___ Data rows

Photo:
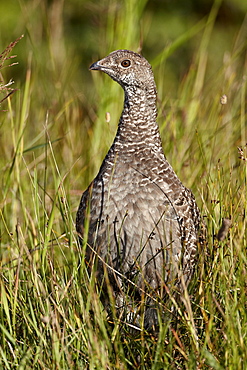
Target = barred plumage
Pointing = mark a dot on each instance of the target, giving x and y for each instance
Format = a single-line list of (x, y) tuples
[(143, 223)]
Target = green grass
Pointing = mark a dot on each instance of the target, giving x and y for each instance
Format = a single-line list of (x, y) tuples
[(53, 138)]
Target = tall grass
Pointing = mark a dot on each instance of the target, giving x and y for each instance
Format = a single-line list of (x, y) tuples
[(53, 139)]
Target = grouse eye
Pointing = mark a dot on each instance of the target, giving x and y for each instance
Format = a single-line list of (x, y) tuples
[(125, 63)]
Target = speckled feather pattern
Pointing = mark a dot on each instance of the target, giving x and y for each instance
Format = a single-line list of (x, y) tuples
[(142, 221)]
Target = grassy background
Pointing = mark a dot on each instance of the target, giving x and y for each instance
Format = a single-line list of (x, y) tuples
[(53, 137)]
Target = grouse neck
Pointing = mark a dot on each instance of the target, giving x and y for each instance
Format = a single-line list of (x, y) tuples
[(137, 125)]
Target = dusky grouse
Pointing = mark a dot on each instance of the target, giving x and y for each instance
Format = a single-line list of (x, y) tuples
[(141, 223)]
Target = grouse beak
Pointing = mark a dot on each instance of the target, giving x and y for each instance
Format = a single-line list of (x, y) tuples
[(95, 66)]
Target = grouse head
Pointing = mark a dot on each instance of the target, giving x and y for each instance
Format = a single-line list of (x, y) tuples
[(128, 68)]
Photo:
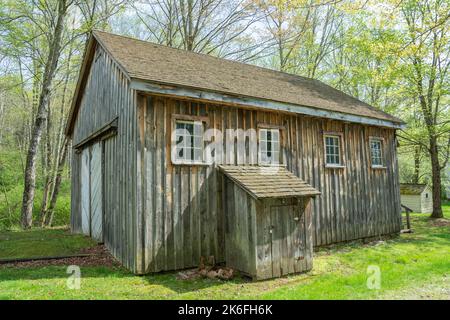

______

__Problem requirements__. Gather every line in the rows above that contains the word "grouse".

__Final answer__.
Target = grouse eye
Target = grouse neck
Target = dusky grouse
Target = grouse beak
Target = grouse head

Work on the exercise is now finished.